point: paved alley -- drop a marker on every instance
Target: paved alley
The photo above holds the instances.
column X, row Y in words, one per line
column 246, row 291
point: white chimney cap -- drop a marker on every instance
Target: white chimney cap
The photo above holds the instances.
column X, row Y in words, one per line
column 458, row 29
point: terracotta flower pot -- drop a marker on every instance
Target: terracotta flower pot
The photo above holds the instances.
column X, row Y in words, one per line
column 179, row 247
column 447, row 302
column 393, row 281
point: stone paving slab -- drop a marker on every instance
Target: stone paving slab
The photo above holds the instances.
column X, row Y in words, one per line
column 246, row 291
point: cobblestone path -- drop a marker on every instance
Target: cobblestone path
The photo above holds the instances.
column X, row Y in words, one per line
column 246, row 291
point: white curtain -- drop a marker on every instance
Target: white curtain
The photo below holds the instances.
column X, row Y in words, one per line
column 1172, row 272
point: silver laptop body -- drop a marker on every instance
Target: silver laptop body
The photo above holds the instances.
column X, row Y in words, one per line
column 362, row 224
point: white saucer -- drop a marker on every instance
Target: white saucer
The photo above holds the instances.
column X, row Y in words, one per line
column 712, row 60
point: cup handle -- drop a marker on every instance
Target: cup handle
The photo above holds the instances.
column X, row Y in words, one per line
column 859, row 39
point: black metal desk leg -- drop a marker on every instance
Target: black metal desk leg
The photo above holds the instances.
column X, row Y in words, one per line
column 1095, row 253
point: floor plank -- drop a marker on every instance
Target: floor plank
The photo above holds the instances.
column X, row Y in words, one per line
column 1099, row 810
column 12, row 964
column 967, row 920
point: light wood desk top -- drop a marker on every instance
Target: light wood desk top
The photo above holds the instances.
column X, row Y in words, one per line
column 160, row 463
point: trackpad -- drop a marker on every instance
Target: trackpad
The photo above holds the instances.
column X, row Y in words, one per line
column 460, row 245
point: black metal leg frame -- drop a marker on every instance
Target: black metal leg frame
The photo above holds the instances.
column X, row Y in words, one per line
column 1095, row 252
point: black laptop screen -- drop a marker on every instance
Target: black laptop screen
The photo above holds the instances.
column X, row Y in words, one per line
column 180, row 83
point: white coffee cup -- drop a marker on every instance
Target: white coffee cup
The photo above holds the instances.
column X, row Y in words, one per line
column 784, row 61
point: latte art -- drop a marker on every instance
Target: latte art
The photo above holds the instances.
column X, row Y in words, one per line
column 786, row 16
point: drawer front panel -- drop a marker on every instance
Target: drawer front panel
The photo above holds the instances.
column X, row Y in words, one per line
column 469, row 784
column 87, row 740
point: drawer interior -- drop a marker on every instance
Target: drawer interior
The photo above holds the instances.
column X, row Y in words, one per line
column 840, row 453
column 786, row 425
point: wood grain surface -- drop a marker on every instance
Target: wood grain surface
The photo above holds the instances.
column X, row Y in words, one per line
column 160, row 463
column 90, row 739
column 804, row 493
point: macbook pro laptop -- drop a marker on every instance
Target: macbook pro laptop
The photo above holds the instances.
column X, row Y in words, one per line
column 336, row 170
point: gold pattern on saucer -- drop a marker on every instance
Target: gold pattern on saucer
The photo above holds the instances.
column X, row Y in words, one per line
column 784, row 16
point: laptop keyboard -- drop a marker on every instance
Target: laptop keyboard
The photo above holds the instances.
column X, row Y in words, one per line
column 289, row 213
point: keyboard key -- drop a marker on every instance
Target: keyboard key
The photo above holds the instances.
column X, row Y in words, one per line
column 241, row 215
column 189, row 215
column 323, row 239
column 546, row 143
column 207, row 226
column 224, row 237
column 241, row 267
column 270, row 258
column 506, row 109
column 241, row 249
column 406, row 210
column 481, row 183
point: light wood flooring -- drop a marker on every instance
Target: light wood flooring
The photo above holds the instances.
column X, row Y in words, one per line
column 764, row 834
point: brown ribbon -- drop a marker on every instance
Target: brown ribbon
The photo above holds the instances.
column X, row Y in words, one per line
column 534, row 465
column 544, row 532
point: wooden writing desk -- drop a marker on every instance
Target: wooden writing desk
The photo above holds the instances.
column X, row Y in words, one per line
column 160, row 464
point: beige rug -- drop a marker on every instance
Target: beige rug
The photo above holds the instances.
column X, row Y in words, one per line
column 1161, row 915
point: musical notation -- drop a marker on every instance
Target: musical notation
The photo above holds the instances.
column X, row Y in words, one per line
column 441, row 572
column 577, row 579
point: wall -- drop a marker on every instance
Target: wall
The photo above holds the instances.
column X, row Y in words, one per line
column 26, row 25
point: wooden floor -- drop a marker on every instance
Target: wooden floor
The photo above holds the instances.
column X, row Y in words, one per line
───
Exactly the lines running from the top of the records to the line that contains "point: trackpad -- drop", inclusive, must be set down, and nothing more.

= Answer =
point: paved alley -- drop a marker on every instance
Target: paved alley
The photo above holds the instances.
column X, row Y in words, one per line
column 246, row 291
point: white chimney cap -- drop a marker on every instance
Target: white chimney cap
The photo above holds the instances.
column X, row Y in words, one per line
column 458, row 29
point: terracotta flower pot -- drop a marker on every instance
Target: terracotta flower pot
The photo above holds the instances.
column X, row Y in words, one per line
column 179, row 247
column 447, row 302
column 393, row 281
point: stone paving slab -- drop a marker on every instance
Target: stone paving slab
The photo above holds the instances.
column X, row Y in words, one per line
column 246, row 291
point: cobblestone path -- drop a marker on every instance
Target: cobblestone path
The photo above holds the instances.
column X, row Y in words, one per line
column 246, row 291
point: white curtain -- drop a marker on every instance
Target: white curtain
The photo below holds the instances.
column X, row Y in words, one per line
column 1172, row 272
point: silver laptop body -- drop a marker on every instance
Target: silver laptop body
The photo above holds the instances.
column X, row Y in words, one per line
column 362, row 224
point: white saucer -- drop a marker on every instance
Target: white saucer
The photo above holds the instances.
column X, row Y in words, one per line
column 712, row 60
point: cup handle -- drop a marker on every instance
Target: cup handle
The photo above holds the instances.
column X, row Y in words, one per line
column 859, row 39
point: black metal desk leg -- drop a marker on every instance
Target: black metal desk leg
The photo above holds the instances.
column X, row Y in words, one per line
column 1095, row 253
point: floor plank -- drop a marker on every instance
Target: floor plank
The photo above holds the instances.
column X, row Y in words, one per line
column 1099, row 810
column 12, row 964
column 967, row 920
point: light wood desk top -- drop a marker on every instance
Target: light wood desk top
The photo above holds the instances.
column X, row Y in words, one per line
column 160, row 463
point: trackpad -- drop a marker on every instance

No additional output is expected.